• [THE REQUEST]: Write the next part of the pull request thread about the evaluation data format scripts, picking up after its final comment.

• [SELECTION]:
····················

Evaluation Data Format Scripts #115

alex-jw-brooks · 2024-04-10T15:41:42Z

Description of the change

This PR adds scripts for:

Pulling and formatting tone/entities/TSA data in Alpaca format
Converting the Alpaca format data to SFT format - this can use the "verbose" instruction template, or the (default) "simple" template.

It also some docs for how to run them.

Related issue number

How to verify the PR

Was the PR tested

I have added >=1 unit test(s) for every new method I have added.
I have ensured all unit tests pass

anhuong · 2024-05-09T14:44:36Z

scripts/cluster_k8s.yaml

@@ -0,0 +1,73 @@
+apiVersion: v1
+kind: ConfigMap


Probably don't have to commit this file

Removed it and pointed it at the wiki for how to run something in the cluster

anhuong

Few comments on some additional cleanup, but have been using the scripts and they work well! Making the pull_and_format script generic is a nice future todo

scripts/cluster_k8s.yaml

anhuong · 2024-05-09T14:47:07Z

scripts/cluster_stuff.md

@@ -0,0 +1,140 @@
+# Formatting / Tuning / Evaluating Notes


Did you mean to add this as well to the PR? There is useful info here on how to run the scripts but there are also some parts, like running on a fork and specifying IBM datasets that may not be needed?

I did mean to commit this, as otherwise it's a bit unclear what the role of each script actually is, and these scripts are only really applicable to IBM datasets anyway, since the format that they're consuming is internal formats that aren't standardized (i.e., if they were standardized, we wouldn't probably would not need this script to begin with and could cleanly consolidate it into the Alpaca -> SFT one).

····················

• [Dataset excerpt]:
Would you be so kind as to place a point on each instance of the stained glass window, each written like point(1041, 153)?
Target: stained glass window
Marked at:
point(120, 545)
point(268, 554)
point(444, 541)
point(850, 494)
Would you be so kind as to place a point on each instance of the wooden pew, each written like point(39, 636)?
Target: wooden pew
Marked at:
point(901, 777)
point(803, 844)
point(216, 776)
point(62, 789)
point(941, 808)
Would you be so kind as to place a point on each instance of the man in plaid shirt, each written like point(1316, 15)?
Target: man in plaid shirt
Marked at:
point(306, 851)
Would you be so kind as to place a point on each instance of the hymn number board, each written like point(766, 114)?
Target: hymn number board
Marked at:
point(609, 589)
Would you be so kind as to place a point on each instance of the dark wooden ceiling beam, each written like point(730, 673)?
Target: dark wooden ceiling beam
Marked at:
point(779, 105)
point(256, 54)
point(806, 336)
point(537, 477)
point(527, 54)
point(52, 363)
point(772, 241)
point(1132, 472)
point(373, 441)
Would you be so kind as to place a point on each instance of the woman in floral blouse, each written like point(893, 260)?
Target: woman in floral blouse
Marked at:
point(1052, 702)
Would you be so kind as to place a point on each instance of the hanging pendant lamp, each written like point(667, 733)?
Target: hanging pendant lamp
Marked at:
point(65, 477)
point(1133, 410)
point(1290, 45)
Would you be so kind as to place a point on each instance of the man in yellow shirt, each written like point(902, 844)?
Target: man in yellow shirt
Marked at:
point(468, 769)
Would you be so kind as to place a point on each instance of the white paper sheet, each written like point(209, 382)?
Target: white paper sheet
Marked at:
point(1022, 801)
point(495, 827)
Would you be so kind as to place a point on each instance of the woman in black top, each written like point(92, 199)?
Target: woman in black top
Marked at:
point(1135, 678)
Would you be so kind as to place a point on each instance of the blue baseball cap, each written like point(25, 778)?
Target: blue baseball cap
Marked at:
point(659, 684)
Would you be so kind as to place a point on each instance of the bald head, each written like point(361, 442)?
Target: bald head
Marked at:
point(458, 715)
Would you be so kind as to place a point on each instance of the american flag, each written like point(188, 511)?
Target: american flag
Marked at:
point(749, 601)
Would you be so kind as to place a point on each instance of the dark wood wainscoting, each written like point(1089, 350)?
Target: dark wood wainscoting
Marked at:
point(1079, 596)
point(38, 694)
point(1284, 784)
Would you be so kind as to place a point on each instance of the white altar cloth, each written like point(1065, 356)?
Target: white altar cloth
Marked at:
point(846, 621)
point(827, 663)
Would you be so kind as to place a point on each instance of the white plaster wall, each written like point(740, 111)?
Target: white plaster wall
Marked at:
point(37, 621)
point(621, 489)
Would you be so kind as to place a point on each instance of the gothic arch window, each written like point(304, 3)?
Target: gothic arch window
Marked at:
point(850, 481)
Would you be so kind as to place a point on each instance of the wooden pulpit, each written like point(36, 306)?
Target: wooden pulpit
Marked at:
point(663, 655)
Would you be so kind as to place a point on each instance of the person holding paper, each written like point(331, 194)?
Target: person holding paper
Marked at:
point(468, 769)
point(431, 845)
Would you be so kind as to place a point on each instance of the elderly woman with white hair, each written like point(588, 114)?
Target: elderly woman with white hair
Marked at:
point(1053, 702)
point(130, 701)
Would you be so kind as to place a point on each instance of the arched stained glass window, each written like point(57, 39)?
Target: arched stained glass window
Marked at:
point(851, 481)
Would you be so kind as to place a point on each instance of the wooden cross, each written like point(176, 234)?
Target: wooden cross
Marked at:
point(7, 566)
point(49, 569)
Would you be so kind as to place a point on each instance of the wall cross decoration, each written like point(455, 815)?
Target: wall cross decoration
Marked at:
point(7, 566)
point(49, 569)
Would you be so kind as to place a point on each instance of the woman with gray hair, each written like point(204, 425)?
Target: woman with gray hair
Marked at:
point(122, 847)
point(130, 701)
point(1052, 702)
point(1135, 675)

····················

• [RESULT]:
I am open to changing the guidance here if you have specific thoughts though! Or, we could reduce this by a bit by not including any information on how to run in a cluster / k8s, but IMO that is relatively useful knowledge, at least within our group

Also our decision on what to do with this probably affects what to do with the cluster_k8s.yaml - I think if we want k8s related guidance here, having some kind of minimal pod spec is sort of useful, but if we don't want it here, deleting it is probably for the best

I wasn't sure if the deployment docs are needed since we are starting to have it in multiple places already. In the build docs it shows an example of using a ConfigMap and Pod spec to deploy the image and in the wiki it shows an example ConfigMap and PytorchJob to deploy. But I can see how this is a third more developer use case of running and testing inside the pod. So I like the doc, but curious on your thoughts on how they compare to the other existing docs.

I definitely agree that the parts on how to use the evaluation and formatting scripts are super useful!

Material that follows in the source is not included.